(LISTED ENTRIES)
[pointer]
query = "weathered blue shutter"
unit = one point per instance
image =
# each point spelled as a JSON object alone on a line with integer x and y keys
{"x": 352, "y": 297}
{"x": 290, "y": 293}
(End LISTED ENTRIES)
WORK REQUEST: The answer is the full set of records above, repeated exactly.

WORKED SOLUTION:
[pointer]
query = "weathered blue shutter"
unit = one point per instance
image =
# each point spelled as a JSON object alone on a line with integer x and y keys
{"x": 352, "y": 297}
{"x": 290, "y": 293}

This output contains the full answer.